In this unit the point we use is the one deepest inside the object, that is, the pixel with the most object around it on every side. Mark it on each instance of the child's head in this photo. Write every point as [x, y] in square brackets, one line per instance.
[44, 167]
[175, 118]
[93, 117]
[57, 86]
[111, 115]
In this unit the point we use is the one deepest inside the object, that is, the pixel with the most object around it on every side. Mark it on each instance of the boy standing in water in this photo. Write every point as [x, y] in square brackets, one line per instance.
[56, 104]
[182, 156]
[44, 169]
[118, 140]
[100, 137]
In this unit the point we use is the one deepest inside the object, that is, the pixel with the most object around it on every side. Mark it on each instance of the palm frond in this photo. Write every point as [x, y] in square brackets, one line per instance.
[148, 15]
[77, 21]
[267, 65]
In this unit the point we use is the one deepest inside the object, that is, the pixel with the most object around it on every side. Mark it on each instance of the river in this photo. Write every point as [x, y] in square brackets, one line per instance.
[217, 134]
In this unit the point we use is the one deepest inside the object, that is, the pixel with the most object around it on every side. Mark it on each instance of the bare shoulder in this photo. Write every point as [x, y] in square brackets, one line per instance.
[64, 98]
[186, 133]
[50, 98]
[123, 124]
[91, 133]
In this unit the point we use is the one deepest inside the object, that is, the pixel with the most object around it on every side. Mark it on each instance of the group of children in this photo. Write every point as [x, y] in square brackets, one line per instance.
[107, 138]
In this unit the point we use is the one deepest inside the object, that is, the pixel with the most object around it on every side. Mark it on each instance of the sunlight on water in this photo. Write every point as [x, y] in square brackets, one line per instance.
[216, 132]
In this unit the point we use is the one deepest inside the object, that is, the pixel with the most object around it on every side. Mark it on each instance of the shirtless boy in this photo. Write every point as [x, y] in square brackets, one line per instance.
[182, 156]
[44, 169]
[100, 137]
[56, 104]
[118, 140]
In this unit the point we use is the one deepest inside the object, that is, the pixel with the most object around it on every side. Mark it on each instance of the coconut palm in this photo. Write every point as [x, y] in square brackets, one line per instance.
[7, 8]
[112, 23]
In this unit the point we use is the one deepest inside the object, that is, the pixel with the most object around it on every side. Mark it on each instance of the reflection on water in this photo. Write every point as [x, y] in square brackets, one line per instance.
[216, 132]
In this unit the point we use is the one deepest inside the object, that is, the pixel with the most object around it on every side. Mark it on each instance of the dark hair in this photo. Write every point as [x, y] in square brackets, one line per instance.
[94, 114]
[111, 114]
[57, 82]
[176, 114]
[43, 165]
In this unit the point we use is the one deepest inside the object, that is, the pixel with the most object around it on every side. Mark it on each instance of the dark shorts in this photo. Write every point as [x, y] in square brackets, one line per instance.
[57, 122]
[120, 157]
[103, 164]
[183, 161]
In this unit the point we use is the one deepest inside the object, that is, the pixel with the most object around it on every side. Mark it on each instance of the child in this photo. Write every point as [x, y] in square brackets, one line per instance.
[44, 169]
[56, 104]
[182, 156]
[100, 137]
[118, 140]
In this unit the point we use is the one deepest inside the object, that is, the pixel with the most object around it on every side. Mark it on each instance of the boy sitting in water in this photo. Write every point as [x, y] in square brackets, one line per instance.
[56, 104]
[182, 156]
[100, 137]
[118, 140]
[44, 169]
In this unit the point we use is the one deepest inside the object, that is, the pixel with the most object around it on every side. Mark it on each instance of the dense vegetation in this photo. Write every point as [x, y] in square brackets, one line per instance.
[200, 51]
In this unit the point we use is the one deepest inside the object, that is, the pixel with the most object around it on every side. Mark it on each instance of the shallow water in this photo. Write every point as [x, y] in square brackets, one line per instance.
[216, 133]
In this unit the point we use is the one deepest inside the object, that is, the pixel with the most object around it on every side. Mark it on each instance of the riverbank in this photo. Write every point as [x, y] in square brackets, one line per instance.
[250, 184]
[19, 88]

_ _ _ _ _ _ _

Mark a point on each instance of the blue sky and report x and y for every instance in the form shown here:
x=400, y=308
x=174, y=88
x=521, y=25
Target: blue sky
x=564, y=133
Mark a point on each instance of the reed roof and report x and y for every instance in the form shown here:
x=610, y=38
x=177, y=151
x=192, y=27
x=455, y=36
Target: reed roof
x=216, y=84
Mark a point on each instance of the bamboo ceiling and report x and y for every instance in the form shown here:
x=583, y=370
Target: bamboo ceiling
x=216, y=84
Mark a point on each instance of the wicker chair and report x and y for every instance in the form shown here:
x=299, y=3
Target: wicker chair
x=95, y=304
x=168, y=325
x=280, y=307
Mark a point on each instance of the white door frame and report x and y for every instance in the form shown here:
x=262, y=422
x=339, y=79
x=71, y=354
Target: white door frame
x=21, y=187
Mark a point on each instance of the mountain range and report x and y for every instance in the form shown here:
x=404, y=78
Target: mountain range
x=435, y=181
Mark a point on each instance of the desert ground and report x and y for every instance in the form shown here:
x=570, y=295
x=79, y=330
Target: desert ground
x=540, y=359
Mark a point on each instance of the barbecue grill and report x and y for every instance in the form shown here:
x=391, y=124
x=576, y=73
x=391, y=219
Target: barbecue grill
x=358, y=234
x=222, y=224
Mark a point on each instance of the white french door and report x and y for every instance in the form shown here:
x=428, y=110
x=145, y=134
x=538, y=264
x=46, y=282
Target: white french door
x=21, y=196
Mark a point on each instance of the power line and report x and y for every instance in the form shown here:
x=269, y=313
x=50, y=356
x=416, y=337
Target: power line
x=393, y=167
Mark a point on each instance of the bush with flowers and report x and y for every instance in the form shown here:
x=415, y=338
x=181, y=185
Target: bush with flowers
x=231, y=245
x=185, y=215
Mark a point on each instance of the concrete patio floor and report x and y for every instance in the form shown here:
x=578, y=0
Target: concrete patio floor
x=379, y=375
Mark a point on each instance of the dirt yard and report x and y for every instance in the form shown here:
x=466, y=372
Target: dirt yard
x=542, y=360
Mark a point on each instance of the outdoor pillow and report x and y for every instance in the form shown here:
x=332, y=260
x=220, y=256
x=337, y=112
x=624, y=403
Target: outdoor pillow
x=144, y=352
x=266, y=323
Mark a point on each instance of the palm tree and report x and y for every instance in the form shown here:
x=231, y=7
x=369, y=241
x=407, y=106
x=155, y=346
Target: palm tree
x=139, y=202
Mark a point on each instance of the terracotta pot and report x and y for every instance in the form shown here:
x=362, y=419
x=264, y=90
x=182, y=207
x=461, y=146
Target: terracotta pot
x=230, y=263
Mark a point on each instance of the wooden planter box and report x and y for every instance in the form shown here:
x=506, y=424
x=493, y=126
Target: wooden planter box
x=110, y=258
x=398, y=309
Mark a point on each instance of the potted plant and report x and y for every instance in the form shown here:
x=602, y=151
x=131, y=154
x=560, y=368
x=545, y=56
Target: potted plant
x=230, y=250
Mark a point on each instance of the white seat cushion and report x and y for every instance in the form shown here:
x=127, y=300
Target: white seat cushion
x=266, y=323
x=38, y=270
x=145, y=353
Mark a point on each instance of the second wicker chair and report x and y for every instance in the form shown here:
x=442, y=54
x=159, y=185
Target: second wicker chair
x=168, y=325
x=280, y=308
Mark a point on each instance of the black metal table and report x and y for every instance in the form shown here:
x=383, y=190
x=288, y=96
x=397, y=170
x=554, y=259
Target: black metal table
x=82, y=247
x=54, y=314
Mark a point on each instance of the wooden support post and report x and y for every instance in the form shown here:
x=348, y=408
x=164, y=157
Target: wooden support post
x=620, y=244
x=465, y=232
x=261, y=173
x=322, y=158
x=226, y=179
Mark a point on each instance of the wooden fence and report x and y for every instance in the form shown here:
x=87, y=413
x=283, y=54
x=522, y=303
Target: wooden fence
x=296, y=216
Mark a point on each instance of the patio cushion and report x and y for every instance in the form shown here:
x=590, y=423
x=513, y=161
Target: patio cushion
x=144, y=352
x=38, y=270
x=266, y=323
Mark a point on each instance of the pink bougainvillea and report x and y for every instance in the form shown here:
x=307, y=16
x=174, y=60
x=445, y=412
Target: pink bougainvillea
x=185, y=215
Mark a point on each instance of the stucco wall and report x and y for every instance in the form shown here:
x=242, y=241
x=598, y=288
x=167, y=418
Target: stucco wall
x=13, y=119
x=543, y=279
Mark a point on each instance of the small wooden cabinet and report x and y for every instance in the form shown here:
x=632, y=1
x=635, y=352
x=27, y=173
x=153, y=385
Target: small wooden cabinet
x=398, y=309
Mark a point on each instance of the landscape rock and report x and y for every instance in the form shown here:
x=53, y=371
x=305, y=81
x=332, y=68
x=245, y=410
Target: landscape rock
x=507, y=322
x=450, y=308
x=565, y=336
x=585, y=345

_ _ _ _ _ _ _

-- PROBLEM TO SOLVE --
Copy out, word for word, the part of the entries above that begins at the line with "x=177, y=151" and ends at the line with "Mark a point on each instance of the dirt", including both.

-- RESPONSE TO THIS TASK --
x=177, y=151
x=192, y=27
x=455, y=36
Target: reed roof
x=216, y=84
Mark a point on each instance of the bamboo ceiling and report x and y for every instance in the form shown here:
x=583, y=370
Target: bamboo ceiling
x=216, y=84
Mark a point on each instance of the wicker chair and report x and y for every instance in the form shown here:
x=299, y=3
Target: wicker chair
x=95, y=304
x=168, y=325
x=280, y=307
Mark a point on each instance of the white door frame and report x and y for every instance in the form shown here:
x=262, y=422
x=339, y=79
x=71, y=354
Target: white door frame
x=21, y=187
Mark a point on each instance of the mountain range and report x and y for every instance in the form shown here:
x=404, y=78
Target: mountain range
x=435, y=181
Mark a point on each instance of the desert ground and report x and y for every instance in the form shown here:
x=570, y=295
x=79, y=330
Target: desert ground
x=540, y=359
Mark a point on each instance of the barbecue grill and report x and y for every instance in the form shown here:
x=391, y=124
x=576, y=73
x=391, y=219
Target: barbecue grill
x=358, y=234
x=222, y=224
Mark a point on each instance of the white french door and report x and y for every instance in the form shown here:
x=428, y=110
x=145, y=134
x=538, y=264
x=46, y=282
Target: white french door
x=21, y=196
Mark a point on each instance of the power line and report x and y for every instance in the form shown here:
x=269, y=313
x=50, y=356
x=416, y=337
Target: power line
x=393, y=167
Mark a point on each instance of the bush with flowers and report x and y for every instance in the form shown here:
x=415, y=338
x=181, y=185
Target: bush with flowers
x=231, y=245
x=185, y=215
Mark a point on each instance of the concrete patio floor and report x and y for every instance in the form shown here:
x=578, y=0
Target: concrete patio floor
x=379, y=375
Mark a point on each instance of the dirt yard and report x and y for every instance in the form shown here:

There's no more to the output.